Work to complete »
The line with "Query: white cabinet panel", the line with "Query: wall-mounted light fixture", and all lines between them in the material below: return these exactly, and no others.

....................

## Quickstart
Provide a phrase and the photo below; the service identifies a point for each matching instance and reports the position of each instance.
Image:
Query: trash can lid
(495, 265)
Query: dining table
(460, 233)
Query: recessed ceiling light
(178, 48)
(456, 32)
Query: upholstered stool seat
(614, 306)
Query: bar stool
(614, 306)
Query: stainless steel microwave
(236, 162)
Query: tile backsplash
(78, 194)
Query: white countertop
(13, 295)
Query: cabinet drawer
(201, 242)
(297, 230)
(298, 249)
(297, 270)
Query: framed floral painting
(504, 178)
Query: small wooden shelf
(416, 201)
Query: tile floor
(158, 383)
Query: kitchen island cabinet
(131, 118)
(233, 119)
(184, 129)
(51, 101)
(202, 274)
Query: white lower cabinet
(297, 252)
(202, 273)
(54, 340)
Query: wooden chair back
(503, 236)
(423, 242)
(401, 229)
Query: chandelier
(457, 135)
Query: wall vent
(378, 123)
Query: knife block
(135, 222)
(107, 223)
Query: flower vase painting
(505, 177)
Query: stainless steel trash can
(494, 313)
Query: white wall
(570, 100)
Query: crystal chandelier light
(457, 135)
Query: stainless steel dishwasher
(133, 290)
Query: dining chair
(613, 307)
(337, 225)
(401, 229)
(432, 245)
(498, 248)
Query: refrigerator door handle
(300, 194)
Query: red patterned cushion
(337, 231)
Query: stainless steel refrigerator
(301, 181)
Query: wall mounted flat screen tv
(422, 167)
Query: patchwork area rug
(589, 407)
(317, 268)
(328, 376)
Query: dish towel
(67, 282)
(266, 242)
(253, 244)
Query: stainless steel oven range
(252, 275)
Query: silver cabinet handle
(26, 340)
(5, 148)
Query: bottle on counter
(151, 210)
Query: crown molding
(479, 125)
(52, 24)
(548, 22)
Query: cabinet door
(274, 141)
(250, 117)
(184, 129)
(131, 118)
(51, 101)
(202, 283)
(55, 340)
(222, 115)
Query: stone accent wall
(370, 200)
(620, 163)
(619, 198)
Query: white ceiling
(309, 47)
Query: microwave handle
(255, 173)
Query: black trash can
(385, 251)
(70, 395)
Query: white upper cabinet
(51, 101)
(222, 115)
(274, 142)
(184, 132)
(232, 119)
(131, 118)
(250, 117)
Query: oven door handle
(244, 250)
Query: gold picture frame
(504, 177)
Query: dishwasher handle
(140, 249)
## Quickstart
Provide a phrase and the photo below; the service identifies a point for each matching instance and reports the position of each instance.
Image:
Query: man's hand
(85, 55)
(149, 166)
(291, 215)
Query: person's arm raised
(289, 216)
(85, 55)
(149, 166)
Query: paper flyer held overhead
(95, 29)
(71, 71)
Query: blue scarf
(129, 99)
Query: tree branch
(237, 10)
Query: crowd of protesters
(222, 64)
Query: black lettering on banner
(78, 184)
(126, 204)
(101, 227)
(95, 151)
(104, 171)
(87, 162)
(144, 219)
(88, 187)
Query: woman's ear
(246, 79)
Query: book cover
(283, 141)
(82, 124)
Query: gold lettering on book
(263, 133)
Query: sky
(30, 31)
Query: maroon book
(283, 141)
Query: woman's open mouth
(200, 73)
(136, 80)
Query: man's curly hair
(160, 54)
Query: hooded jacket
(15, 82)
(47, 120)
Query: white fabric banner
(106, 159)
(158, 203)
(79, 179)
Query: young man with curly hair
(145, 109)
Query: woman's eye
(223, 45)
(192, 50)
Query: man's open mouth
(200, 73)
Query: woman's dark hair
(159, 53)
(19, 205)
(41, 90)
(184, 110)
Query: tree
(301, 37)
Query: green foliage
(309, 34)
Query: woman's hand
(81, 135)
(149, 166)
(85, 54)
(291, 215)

....................

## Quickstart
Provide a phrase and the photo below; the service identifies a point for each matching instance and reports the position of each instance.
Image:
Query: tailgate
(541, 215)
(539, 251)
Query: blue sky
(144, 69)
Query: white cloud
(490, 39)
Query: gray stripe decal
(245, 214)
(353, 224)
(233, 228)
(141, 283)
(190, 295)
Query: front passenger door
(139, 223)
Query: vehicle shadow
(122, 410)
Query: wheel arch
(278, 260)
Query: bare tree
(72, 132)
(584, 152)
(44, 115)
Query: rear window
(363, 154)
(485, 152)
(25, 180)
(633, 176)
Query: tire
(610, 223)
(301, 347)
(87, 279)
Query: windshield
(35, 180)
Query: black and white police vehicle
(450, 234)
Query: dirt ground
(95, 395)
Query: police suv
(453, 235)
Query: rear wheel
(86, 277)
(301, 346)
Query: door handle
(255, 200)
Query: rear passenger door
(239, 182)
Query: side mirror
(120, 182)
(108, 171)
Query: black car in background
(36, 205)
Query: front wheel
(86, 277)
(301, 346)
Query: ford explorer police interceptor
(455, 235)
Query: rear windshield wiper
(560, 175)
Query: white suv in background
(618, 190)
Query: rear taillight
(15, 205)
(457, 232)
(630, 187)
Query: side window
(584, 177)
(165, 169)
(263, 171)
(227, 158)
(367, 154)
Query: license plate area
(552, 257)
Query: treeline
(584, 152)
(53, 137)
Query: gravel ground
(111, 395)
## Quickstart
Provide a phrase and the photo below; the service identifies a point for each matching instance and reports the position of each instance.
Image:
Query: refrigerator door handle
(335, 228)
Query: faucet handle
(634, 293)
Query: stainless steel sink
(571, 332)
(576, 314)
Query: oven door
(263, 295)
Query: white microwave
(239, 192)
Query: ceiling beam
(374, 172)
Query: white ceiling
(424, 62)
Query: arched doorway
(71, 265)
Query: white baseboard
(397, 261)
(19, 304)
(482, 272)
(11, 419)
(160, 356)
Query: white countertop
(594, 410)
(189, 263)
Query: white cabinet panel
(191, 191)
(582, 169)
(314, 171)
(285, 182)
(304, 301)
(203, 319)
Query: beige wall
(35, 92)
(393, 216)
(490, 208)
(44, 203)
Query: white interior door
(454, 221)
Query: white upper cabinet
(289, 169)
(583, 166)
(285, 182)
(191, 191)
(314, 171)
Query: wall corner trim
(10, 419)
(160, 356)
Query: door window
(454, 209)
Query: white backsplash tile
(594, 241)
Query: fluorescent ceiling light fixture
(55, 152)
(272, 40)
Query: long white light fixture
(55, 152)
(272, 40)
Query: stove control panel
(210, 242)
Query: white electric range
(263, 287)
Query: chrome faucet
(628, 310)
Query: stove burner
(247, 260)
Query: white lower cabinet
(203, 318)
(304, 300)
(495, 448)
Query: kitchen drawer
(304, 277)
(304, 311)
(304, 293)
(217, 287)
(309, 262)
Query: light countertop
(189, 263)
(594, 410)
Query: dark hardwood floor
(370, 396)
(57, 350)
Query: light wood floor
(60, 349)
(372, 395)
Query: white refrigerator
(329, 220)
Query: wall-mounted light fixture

....................

Answer box »
Query: white cabinet panel
(191, 191)
(582, 169)
(314, 171)
(285, 182)
(304, 301)
(203, 319)
Query: beige wall
(35, 92)
(393, 216)
(490, 208)
(44, 203)
Query: white interior door
(454, 221)
Query: white upper cabinet
(289, 169)
(583, 166)
(285, 182)
(191, 191)
(314, 171)
Query: wall corner trim
(10, 419)
(160, 356)
Query: door window
(454, 209)
Query: white backsplash tile
(594, 241)
Query: fluorescent ceiling light fixture
(55, 152)
(272, 40)
Query: long white light fixture
(55, 152)
(272, 40)
Query: stove control panel
(210, 242)
Query: white electric range
(263, 287)
Query: chrome faucet
(628, 310)
Query: stove burner
(247, 260)
Query: white lower cabinet
(203, 318)
(304, 300)
(495, 448)
Query: kitchen drawer
(304, 277)
(304, 311)
(304, 293)
(217, 287)
(309, 262)
Query: light countertop
(189, 263)
(594, 410)
Query: dark hardwood floor
(370, 396)
(57, 350)
Query: light wood floor
(60, 349)
(372, 395)
Query: white refrigerator
(329, 220)
Query: wall-mounted light fixture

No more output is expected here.